» **Extrait source**
>>>>
Gustave Flaubert fête ses 200 ans
L'année 2021 regorge d'anniversaires exceptionnels : celui de Charles Baudelaire évidemment, mais aussi celui de Gustave Flaubert. Cet auteur remarquable a laissé à la littérature française de grandes œuvres romanesques marquant une révolution esthétique sans pareille. Entre réalisme et romantisme, il force le respect par son travail et la construction impeccable de ses romans. Personne n'oubliera non plus que cet auteur devait être la hantise de ses voisins, lui qui raturait des centaines de feuilles et criait ses textes à son "gueuloir", autrement dit sa fenêtre, pour savoir si les phrases sonnaient bien.
Qui est Gustave Flaubert en quelques points biographiques ?
Une jeunesse sous le signe de l'écriture
Gustave Flaubert naît le 12 décembre aé1821 à Rouen, où il passe ses premières années. Son enfance dans cette ville l'ennuie alors, pour remédier à cela, il commence à écrire. En grandissant, il se voue à des études de droit à Paris, cependant, Flaubert fait une crise nerveuse à la suite de laquelle il abandonne tout parcours universitaire.
C'est à ce moment que son aspiration littéraire grandit et il rédige sa première œuvre d'inspiration romantique : Mémoire d'un fou. S'ensuit un second texte lui aussi peu connu de nos jours : La tentation de Saint-Antoine. Il faudra attendre les années 1845-1862 pour voir apparaître les grands romans Flaubertiens. Ainsi, une première version de l'Education sentimentale est rédigée en 1843, le début de Madame Bovary par Flaubert est écrit autour de 1851 pour finir en 1856/47.
Flaubert connaît ses premiers succès littéraires et rencontre Louise Bouilhet
C'est également dans ces années-là qu'il rencontre pour la première fois Louise Colet. Sa première liaison avec elle date plus précisément de 1846-1848. Flaubert voyage également de manière régulière avec son ami Maxime Du Camp et ses découvertes en Algérie, en Tunisie, en Egypte, etc. lui inspireront des œuvres comme Salammbô. S'il quitte temporairement Louise Colet, il ne peut s'empêcher de retourner vers elle et les deux amoureux entretiennent une seconde liaison attestées par ses correspondances entre 1851-1854.
En 1851, Gustave Flaubert commence également à écrire Madame Bovary, son œuvre la plus connue aujourd'hui encore. Le roman paraît en feuilleton (par "épisode" ou "chapitre") dans la célèbre Revue de Paris. Ce roman réaliste et romantique raconte l'histoire d'une femme qui s'ennuie et qui trouve dans l'adultère et dans les achats un bon moyen de se distraire. Cette morale et la mort du personnage principale choquent, il gagne toutefois son procès. Il est accusé pour atteinte aux bonnes mœurs et à la religion pour ces mêmes raisons.
<<<<
» **Consigne donnée 1**
Reproduisez à l'identique le passage de l'extrait sur Flaubert qui va de « En 1851, Gustave » jusqu'à « ces mêmes raisons. ».
L'extrait sur Flaubert et les entrées constituent deux documents indépendants.

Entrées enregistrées
>>>>
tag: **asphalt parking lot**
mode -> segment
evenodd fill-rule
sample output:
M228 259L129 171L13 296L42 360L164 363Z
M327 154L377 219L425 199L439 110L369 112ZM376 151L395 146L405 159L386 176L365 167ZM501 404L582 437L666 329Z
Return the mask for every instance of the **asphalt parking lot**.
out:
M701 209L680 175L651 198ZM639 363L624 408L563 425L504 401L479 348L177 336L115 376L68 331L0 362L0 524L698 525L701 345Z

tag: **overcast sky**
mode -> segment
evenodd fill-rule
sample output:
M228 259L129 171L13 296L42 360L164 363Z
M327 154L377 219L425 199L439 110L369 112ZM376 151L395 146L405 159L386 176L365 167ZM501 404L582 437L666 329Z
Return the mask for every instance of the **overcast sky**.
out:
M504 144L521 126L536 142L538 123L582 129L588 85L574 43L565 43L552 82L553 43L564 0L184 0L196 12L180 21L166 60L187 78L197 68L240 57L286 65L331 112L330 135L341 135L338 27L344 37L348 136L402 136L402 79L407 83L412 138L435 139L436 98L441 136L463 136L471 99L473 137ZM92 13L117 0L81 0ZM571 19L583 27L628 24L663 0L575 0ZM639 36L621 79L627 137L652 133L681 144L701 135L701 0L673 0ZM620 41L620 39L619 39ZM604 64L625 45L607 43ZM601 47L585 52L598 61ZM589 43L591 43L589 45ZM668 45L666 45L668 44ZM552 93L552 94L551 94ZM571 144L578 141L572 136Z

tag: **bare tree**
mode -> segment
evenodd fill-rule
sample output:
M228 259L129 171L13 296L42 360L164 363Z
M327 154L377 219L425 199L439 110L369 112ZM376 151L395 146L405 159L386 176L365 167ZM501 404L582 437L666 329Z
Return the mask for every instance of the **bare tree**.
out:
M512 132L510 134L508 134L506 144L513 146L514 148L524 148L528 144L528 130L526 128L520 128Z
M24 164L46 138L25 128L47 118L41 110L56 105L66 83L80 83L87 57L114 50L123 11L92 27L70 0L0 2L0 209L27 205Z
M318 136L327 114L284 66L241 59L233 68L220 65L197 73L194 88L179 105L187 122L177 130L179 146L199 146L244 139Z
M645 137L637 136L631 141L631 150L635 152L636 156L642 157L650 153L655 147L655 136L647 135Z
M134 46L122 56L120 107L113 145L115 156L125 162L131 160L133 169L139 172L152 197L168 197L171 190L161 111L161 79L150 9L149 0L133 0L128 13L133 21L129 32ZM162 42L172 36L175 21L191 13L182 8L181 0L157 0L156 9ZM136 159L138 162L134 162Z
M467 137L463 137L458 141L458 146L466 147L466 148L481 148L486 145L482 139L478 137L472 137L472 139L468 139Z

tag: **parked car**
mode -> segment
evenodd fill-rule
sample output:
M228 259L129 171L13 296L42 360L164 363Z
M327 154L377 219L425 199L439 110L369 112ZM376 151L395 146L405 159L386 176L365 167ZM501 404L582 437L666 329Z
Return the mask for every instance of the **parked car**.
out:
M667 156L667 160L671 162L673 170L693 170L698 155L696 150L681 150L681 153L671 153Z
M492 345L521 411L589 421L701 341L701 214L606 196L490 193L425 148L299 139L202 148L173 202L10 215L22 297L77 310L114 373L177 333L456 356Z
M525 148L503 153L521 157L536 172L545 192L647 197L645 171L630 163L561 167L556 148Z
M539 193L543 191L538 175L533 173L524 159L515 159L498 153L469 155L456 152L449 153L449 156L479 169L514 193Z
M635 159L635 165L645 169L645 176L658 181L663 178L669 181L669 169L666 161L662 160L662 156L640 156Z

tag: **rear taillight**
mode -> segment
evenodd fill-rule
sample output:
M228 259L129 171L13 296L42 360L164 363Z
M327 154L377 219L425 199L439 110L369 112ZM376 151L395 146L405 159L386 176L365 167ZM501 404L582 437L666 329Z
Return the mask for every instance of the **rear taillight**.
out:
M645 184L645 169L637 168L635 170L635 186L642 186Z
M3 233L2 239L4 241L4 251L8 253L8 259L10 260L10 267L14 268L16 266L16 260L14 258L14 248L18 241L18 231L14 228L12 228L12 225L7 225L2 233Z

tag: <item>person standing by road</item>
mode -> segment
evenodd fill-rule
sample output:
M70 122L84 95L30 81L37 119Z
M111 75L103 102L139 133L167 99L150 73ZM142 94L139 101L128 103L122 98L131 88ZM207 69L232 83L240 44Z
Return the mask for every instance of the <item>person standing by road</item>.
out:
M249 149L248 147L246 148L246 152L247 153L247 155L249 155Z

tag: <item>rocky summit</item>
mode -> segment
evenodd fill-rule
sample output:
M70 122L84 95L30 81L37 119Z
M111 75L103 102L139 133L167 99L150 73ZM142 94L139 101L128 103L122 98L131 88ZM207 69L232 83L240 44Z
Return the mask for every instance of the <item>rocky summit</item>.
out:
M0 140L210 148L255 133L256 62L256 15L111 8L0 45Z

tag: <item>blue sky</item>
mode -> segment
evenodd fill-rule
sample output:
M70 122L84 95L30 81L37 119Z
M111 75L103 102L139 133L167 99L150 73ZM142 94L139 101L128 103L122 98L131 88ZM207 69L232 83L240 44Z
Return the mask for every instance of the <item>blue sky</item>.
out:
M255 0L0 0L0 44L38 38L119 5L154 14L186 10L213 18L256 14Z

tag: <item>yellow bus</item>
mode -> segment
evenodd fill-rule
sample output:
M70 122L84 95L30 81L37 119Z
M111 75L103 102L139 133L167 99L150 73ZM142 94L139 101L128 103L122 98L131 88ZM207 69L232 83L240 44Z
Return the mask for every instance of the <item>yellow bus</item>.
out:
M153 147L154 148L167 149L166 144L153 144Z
<<<<
» **Consigne donnée 2**
Dans les entrées, remplacez « evenodd » par « nonzero » du passage qui va de la ligne contenant « tag: **overcast sky** » jusqu'à celle contenant « M467 137L463 137L458 », ces deux lignes incluses. Redonnez seulement ces lignes, sans autre modification.

» **Réponse rédigée 1**
En 1851, Gustave Flaubert commence également à écrire Madame Bovary, son œuvre la plus connue aujourd'hui encore. Le roman paraît en feuilleton (par "épisode" ou "chapitre") dans la célèbre Revue de Paris. Ce roman réaliste et romantique raconte l'histoire d'une femme qui s'ennuie et qui trouve dans l'adultère et dans les achats un bon moyen de se distraire. Cette morale et la mort du personnage principale choquent, il gagne toutefois son procès. Il est accusé pour atteinte aux bonnes mœurs et à la religion pour ces mêmes raisons.

» **Réponse rédigée 2**
tag: **overcast sky**
mode -> segment
nonzero fill-rule
sample output:
M228 259L129 171L13 296L42 360L164 363Z
M327 154L377 219L425 199L439 110L369 112ZM376 151L395 146L405 159L386 176L365 167ZM501 404L582 437L666 329Z
Return the mask for every instance of the **overcast sky**.
out:
M504 144L521 126L536 142L538 123L582 129L588 85L574 43L565 43L552 82L553 43L564 0L184 0L196 12L180 21L166 60L187 78L197 68L240 57L286 65L331 112L330 135L341 135L338 27L344 37L348 136L402 136L402 79L407 83L412 138L435 139L436 98L441 136L463 136L471 99L473 137ZM92 13L117 0L81 0ZM571 19L583 27L628 24L663 0L575 0ZM639 36L621 79L627 137L652 133L681 144L701 135L701 0L673 0ZM620 41L620 39L619 39ZM604 64L625 45L607 43ZM601 47L585 52L598 61ZM589 43L591 43L589 45ZM668 45L666 45L668 44ZM552 93L552 94L551 94ZM571 144L578 141L572 136Z

tag: **bare tree**
mode -> segment
nonzero fill-rule
sample output:
M228 259L129 171L13 296L42 360L164 363Z
M327 154L377 219L425 199L439 110L369 112ZM376 151L395 146L405 159L386 176L365 167ZM501 404L582 437L666 329Z
Return the mask for every instance of the **bare tree**.
out:
M512 132L510 134L508 134L506 144L513 146L514 148L524 148L528 144L528 130L526 128L520 128Z
M24 164L46 138L25 128L47 118L41 110L56 105L66 83L80 83L87 57L114 50L123 11L92 27L70 0L0 2L0 209L27 205Z
M318 136L327 114L284 66L241 59L233 68L220 65L197 73L194 88L179 105L187 122L177 130L179 146L199 146L244 139Z
M645 137L637 136L631 141L631 150L635 152L636 156L642 157L650 153L655 147L655 136L647 135Z
M134 46L122 56L120 107L113 145L115 156L125 162L131 160L133 169L139 172L152 197L168 197L171 190L161 111L161 79L150 9L149 0L133 0L128 13L133 21L129 32ZM162 42L172 36L175 21L191 13L182 8L181 0L157 0L156 9ZM136 159L138 162L134 162Z
M467 137L463 137L458 141L458 146L466 147L466 148L481 148L486 145L482 139L478 137L472 137L472 139L468 139Z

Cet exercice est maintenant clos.